Stored data entries:
☆ ☆ ☆ ☆ ☆ ☆ ☆

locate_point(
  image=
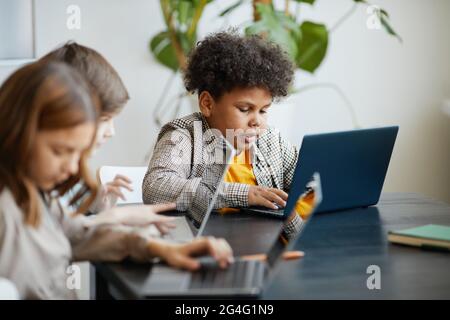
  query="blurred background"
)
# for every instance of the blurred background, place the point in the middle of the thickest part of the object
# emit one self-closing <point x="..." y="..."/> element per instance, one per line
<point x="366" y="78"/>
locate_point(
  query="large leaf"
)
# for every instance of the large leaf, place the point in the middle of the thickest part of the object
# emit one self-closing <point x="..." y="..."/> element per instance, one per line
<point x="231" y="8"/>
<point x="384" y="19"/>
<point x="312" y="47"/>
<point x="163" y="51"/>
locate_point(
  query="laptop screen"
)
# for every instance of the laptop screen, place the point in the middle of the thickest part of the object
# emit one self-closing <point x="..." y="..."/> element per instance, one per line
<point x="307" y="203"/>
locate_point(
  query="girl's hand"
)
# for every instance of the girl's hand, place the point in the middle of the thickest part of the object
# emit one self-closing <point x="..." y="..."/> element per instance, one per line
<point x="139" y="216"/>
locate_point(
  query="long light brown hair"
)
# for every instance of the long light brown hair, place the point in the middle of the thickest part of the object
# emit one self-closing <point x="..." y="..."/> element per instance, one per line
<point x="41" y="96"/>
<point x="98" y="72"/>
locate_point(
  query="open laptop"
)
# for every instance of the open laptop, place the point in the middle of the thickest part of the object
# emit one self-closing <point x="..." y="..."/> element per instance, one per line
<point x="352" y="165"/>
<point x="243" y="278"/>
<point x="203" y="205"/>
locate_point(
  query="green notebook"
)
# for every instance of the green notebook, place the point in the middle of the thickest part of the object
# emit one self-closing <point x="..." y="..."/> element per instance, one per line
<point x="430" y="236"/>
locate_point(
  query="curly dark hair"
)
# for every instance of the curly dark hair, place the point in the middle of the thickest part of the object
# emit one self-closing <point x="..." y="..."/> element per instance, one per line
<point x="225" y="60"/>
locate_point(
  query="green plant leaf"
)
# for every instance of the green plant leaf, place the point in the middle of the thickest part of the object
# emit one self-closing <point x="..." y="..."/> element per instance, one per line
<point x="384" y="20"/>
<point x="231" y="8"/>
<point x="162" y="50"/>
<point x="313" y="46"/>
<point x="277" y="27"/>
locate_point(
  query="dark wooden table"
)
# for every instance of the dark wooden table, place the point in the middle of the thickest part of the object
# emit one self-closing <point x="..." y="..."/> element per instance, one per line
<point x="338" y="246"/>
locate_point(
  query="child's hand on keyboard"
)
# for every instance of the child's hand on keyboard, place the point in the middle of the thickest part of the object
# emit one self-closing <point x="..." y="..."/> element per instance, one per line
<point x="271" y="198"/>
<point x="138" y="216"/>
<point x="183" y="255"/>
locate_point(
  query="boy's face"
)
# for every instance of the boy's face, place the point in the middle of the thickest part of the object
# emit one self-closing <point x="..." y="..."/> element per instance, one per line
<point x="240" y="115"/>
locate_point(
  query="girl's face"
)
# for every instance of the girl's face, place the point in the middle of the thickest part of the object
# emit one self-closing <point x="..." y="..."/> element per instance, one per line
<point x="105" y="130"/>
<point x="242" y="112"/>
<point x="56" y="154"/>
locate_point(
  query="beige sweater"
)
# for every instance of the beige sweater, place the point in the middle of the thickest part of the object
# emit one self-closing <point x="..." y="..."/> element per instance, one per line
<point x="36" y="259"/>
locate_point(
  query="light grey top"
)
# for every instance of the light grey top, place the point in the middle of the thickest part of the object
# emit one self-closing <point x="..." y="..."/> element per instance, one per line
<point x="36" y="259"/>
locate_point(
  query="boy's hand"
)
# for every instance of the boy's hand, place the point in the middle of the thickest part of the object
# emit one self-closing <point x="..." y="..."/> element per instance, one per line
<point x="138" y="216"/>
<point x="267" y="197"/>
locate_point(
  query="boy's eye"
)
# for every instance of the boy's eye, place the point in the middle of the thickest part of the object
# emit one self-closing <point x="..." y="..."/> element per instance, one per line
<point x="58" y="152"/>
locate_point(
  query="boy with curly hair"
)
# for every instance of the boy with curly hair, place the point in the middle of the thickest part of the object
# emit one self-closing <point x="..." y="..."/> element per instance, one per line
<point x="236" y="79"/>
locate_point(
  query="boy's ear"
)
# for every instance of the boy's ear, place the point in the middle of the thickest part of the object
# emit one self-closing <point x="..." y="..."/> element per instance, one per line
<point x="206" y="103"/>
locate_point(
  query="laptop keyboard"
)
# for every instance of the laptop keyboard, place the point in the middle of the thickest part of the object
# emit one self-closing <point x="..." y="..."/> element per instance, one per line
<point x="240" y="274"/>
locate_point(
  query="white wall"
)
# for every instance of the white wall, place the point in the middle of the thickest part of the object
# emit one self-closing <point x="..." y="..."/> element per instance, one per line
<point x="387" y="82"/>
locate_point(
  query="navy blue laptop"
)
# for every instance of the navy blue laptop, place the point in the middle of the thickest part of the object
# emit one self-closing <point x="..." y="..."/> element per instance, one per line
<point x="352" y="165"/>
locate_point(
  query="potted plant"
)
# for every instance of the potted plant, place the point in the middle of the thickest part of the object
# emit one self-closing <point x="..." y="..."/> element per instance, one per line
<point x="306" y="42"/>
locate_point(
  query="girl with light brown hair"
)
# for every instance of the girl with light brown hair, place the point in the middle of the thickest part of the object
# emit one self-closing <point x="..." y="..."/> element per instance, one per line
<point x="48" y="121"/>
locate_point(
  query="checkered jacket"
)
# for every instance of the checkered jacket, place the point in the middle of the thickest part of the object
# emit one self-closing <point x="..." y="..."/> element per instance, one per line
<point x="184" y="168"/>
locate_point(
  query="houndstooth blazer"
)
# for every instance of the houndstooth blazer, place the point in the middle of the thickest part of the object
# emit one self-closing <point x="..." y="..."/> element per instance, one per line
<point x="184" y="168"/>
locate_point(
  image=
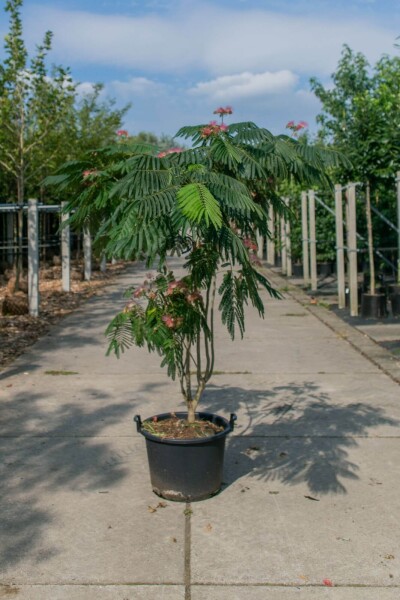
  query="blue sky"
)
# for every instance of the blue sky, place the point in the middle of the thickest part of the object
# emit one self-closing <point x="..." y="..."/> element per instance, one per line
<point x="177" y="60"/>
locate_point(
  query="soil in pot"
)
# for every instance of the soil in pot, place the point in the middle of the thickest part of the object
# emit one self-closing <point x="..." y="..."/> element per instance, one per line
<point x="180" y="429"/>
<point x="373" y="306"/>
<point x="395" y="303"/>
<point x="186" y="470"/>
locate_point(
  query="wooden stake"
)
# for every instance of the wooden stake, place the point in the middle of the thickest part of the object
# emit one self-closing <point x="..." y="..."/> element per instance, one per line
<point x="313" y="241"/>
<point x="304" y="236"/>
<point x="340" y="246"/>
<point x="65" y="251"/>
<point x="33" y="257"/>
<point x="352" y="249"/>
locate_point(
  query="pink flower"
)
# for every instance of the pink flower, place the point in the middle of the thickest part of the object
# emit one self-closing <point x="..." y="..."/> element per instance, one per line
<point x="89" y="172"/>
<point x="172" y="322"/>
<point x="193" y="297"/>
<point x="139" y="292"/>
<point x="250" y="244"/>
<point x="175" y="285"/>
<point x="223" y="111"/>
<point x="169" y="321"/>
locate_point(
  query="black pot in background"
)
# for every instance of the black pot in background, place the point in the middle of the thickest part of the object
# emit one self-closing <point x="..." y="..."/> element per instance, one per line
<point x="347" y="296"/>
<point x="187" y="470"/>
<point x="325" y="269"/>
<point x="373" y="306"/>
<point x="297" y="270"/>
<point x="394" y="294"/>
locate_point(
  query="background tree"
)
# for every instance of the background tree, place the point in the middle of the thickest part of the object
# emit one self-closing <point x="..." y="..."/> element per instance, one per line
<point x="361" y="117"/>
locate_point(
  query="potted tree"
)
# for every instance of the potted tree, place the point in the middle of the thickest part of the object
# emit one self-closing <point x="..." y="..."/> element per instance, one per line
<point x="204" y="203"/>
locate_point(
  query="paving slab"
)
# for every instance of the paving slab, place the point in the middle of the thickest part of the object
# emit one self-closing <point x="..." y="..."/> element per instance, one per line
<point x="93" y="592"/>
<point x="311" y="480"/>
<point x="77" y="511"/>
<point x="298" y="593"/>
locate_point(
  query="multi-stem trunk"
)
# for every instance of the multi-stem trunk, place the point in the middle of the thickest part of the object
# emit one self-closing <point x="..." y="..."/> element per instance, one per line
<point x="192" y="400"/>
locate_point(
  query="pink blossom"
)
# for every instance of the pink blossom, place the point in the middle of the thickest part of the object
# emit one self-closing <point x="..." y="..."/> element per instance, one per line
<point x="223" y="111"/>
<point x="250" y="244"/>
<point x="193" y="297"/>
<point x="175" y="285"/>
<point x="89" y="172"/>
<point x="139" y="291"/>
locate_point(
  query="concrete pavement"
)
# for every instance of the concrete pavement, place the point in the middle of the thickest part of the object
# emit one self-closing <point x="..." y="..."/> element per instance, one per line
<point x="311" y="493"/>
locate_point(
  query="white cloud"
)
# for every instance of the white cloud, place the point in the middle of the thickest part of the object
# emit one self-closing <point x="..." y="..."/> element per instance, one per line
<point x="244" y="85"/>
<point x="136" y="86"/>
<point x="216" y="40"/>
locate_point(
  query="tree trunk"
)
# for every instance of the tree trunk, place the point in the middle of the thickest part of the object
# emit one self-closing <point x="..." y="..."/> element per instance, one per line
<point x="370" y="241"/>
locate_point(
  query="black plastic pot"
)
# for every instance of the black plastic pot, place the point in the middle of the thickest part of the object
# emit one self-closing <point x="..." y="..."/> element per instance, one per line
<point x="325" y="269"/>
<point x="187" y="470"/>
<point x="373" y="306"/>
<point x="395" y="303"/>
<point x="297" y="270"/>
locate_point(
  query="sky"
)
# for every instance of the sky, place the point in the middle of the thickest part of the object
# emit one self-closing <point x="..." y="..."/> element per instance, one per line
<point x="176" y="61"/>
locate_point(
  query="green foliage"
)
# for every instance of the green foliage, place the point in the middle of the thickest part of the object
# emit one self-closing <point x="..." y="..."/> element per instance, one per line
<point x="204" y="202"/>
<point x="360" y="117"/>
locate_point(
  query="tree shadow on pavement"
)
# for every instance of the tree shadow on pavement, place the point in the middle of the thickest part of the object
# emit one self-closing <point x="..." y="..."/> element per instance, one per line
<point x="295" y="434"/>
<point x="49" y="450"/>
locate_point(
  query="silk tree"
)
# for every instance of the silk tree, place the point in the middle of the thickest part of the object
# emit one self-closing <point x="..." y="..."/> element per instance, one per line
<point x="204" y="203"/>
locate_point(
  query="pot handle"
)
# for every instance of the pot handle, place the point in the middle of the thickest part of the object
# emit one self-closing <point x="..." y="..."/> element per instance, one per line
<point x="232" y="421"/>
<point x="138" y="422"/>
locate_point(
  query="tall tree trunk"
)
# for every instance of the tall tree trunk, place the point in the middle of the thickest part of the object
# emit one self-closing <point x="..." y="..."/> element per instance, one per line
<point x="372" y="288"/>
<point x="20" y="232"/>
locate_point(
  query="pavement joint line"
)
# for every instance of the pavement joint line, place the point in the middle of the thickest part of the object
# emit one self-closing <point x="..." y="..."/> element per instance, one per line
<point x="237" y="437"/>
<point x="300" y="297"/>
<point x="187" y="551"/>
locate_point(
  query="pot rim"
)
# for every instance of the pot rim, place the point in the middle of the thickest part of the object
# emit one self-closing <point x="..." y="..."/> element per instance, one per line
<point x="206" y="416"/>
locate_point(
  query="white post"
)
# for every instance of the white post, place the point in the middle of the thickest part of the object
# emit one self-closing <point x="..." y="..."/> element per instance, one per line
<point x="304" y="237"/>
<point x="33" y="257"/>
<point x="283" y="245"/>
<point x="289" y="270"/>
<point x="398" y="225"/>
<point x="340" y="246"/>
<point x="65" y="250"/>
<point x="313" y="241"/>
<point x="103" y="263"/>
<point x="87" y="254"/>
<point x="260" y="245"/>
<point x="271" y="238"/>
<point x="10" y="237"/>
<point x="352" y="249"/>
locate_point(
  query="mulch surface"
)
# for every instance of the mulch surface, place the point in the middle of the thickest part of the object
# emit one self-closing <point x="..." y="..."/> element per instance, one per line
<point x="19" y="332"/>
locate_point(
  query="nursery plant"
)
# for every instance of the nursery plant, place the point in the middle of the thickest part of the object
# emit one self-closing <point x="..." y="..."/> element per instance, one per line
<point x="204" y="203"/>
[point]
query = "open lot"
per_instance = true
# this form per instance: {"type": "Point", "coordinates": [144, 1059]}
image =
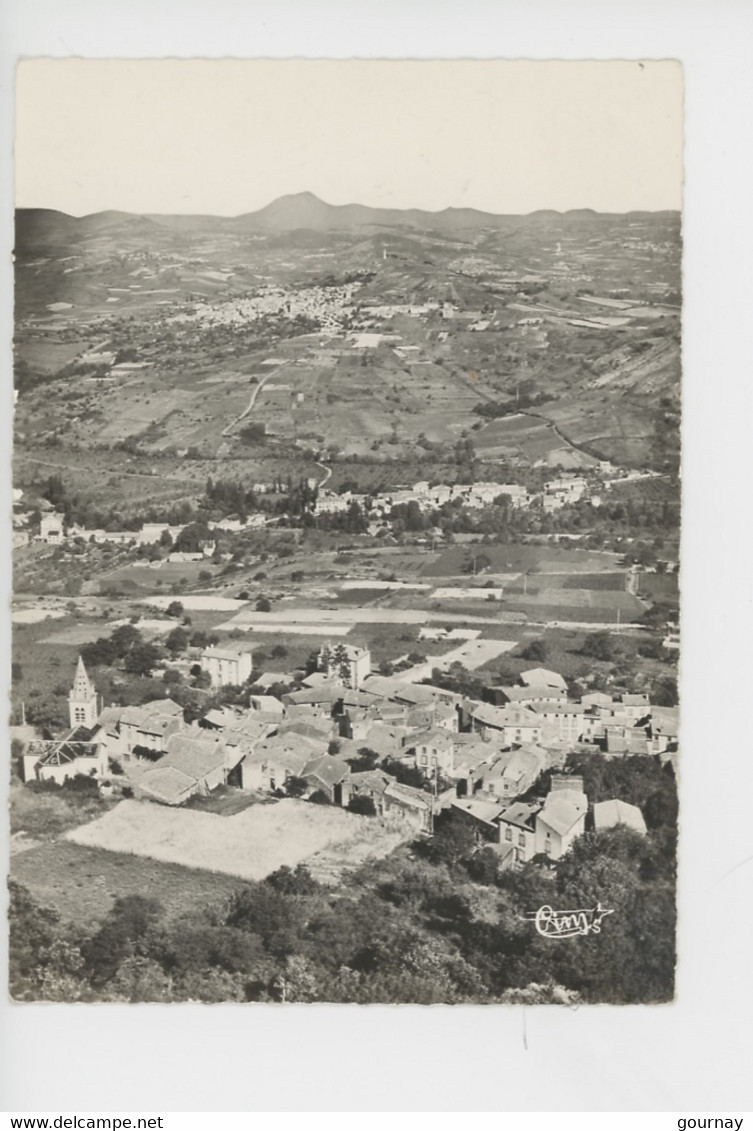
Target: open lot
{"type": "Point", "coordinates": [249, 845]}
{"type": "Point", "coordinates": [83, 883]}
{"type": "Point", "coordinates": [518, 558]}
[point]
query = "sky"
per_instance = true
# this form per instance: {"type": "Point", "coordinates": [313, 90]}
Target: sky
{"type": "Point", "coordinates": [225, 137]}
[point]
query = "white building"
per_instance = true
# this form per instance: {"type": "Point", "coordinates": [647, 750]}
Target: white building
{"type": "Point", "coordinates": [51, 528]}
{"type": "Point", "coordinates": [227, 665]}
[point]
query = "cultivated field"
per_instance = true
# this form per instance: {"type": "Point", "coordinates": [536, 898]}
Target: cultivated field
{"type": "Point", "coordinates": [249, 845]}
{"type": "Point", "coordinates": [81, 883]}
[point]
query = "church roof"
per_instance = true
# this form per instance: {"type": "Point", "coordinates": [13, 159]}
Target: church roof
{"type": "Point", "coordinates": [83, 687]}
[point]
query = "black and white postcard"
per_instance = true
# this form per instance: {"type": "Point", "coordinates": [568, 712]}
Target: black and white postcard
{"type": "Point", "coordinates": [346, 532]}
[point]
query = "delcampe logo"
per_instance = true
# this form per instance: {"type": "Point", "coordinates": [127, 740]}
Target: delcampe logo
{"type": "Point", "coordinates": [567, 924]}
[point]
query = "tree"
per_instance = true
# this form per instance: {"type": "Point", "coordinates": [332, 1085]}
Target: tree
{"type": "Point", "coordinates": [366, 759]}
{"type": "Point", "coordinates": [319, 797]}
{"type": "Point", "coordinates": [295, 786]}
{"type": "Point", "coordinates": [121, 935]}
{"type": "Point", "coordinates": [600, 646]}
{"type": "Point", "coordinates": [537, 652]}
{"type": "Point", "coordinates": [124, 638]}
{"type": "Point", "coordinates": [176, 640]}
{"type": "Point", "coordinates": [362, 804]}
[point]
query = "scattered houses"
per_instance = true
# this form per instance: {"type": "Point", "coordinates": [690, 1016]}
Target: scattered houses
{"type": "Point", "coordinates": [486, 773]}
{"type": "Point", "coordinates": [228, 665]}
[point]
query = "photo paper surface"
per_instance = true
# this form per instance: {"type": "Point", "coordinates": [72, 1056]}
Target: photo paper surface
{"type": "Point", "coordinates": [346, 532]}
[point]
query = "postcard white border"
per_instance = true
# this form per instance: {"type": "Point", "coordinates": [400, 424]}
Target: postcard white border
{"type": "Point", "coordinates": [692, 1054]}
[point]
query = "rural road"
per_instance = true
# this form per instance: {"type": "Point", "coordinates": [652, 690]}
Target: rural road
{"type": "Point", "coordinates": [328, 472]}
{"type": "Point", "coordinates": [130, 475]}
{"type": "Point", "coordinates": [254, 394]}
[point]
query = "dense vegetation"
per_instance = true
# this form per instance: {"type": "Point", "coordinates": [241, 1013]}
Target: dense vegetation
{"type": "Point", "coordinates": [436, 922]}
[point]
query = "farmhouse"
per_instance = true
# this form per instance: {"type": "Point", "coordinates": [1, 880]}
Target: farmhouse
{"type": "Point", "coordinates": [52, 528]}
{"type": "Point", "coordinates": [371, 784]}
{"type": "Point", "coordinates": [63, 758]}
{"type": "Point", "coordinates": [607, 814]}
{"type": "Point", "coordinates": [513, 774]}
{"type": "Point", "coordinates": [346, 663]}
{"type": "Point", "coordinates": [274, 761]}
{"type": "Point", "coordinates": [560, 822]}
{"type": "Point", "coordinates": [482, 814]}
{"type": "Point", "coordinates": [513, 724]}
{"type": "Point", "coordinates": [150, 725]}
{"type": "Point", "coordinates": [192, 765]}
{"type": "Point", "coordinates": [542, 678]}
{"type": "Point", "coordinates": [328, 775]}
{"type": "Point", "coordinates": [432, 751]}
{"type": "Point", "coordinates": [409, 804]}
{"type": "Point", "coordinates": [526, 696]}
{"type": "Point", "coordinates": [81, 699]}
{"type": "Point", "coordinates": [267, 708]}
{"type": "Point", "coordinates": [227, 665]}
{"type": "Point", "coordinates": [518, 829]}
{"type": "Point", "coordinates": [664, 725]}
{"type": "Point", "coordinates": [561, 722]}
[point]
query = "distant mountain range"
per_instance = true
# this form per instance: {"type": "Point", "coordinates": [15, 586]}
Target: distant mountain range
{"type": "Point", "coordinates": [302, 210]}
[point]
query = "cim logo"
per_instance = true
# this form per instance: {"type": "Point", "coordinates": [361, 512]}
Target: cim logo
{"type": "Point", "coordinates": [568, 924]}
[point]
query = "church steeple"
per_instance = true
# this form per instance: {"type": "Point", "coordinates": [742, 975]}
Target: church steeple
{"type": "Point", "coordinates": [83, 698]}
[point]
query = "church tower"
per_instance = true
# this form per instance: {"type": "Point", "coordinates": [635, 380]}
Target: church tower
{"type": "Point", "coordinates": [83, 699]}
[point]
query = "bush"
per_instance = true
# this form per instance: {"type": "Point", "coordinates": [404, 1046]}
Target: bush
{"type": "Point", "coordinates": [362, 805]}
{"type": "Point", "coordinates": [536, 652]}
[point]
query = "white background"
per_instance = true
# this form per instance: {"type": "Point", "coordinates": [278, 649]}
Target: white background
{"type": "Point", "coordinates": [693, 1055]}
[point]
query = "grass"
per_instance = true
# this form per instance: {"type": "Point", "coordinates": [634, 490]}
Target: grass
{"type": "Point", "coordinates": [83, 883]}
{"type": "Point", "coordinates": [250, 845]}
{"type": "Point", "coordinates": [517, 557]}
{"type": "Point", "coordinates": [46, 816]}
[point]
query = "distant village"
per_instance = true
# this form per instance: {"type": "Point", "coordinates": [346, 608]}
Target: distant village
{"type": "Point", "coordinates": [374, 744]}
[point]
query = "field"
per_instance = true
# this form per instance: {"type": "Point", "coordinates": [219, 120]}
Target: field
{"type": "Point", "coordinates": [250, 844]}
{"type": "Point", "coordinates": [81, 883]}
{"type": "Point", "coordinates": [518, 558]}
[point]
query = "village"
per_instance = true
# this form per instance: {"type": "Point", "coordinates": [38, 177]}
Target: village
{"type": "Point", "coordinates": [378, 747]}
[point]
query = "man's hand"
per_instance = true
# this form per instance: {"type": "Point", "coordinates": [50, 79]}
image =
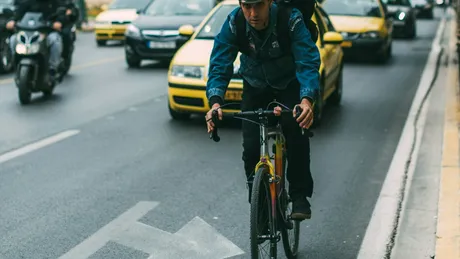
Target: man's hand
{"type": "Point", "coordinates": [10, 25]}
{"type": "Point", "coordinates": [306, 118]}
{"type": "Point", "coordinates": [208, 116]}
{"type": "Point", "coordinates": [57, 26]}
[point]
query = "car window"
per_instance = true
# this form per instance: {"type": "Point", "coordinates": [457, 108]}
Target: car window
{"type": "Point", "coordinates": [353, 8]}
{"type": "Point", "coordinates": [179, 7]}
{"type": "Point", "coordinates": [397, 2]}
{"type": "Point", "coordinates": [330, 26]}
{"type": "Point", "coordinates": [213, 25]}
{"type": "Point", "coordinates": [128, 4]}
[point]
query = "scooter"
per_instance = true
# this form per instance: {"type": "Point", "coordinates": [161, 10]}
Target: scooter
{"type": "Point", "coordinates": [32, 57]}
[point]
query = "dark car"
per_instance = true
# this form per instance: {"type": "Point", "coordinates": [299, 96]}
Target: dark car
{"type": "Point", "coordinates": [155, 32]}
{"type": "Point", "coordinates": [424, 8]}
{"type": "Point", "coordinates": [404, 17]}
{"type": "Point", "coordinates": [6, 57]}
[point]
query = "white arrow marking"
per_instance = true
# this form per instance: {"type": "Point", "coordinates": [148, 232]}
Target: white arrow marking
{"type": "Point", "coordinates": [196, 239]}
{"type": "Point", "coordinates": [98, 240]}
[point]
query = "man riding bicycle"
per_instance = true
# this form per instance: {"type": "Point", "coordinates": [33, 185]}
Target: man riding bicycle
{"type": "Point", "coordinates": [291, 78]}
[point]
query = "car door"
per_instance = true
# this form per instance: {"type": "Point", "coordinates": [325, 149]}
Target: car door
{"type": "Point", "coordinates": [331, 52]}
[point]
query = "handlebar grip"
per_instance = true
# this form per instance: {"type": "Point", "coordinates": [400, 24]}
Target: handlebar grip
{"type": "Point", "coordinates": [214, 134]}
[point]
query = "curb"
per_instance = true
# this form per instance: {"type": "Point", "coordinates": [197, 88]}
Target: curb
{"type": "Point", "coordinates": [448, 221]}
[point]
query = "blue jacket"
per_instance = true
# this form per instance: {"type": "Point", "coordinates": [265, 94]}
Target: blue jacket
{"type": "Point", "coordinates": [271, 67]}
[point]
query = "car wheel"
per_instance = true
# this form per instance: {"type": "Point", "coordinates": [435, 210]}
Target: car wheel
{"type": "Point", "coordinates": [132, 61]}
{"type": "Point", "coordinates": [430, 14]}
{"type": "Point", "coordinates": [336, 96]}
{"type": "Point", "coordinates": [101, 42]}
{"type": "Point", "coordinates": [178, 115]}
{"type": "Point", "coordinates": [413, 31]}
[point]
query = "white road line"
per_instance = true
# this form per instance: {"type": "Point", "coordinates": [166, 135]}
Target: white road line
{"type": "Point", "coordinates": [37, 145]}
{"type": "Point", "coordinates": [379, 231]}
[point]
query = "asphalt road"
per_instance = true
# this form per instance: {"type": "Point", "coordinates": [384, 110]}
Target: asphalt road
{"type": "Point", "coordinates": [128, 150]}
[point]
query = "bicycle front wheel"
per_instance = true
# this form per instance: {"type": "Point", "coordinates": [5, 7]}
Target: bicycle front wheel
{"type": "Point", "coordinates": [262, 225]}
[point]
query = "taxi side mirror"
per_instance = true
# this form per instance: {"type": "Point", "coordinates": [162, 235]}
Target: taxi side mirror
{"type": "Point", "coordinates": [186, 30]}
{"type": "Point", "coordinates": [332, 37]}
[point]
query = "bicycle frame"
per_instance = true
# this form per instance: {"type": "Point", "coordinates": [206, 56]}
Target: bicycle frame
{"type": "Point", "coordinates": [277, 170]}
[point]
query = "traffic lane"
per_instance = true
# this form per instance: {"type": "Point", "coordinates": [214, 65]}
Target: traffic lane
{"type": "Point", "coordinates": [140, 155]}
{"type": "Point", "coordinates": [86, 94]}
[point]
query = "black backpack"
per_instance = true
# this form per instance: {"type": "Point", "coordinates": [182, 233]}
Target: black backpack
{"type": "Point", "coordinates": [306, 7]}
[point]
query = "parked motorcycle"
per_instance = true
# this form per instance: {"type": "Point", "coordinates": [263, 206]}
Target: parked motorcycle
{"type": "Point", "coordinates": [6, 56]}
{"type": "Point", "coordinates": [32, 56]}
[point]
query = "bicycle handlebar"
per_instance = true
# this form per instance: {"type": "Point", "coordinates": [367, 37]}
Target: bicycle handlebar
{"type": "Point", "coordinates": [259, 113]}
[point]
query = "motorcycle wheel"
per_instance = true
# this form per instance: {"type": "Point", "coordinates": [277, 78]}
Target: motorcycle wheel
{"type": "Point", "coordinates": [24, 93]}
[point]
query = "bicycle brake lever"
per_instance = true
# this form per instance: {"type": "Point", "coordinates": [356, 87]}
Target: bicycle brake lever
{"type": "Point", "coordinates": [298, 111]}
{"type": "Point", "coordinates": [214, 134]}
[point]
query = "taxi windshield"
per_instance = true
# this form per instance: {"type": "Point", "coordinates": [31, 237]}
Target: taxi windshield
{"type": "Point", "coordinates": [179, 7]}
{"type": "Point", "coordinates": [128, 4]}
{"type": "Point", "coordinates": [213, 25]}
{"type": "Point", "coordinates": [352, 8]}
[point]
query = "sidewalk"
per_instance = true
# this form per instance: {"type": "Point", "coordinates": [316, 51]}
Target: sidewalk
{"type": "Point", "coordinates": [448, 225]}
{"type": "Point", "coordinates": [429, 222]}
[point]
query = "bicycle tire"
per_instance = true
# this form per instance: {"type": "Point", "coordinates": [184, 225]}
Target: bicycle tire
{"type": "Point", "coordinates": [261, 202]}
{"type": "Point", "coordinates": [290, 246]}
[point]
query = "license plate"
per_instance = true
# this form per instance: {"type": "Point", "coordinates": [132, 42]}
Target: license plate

☆ ☆ ☆ ☆ ☆ ☆ ☆

▸ Task instructions: Each line with the word "soil" in the records above belongs in the result; copy all of them.

▸ Response area:
  query="soil in pot"
# for every instance of the soil in pot, place the point in the middle of the thickest part of the object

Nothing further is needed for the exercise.